▶ RECORDS FOR THIS TASK:
* START *

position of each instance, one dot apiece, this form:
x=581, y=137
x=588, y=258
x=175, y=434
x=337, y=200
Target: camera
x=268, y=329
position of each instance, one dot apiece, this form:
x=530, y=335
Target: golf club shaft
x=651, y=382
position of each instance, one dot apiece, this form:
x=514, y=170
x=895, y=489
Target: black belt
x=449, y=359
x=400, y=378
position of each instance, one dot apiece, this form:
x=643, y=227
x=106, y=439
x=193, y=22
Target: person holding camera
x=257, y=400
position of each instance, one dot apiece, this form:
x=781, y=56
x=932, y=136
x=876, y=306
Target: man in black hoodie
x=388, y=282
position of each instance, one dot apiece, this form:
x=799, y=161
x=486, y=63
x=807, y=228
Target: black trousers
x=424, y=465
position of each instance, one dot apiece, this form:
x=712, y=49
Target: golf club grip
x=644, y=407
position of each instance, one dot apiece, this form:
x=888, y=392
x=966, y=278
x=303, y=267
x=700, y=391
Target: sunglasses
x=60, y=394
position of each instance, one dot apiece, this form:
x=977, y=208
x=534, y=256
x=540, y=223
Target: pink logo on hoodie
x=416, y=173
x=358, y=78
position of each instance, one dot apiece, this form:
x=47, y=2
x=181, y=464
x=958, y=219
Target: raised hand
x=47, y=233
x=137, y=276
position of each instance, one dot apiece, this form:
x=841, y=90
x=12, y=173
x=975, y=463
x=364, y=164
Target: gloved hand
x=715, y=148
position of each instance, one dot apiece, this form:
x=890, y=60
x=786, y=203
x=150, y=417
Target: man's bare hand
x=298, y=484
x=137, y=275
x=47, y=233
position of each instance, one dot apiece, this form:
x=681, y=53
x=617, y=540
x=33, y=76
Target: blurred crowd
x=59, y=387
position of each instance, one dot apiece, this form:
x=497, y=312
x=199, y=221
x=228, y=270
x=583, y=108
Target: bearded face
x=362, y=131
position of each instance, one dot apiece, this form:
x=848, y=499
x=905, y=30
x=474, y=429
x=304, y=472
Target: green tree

* END *

▶ REQUEST:
Gather each line from the rows above that contains the string "club". Case counts.

▶ FINISHED TASK:
Target: golf club shaft
Target: golf club grip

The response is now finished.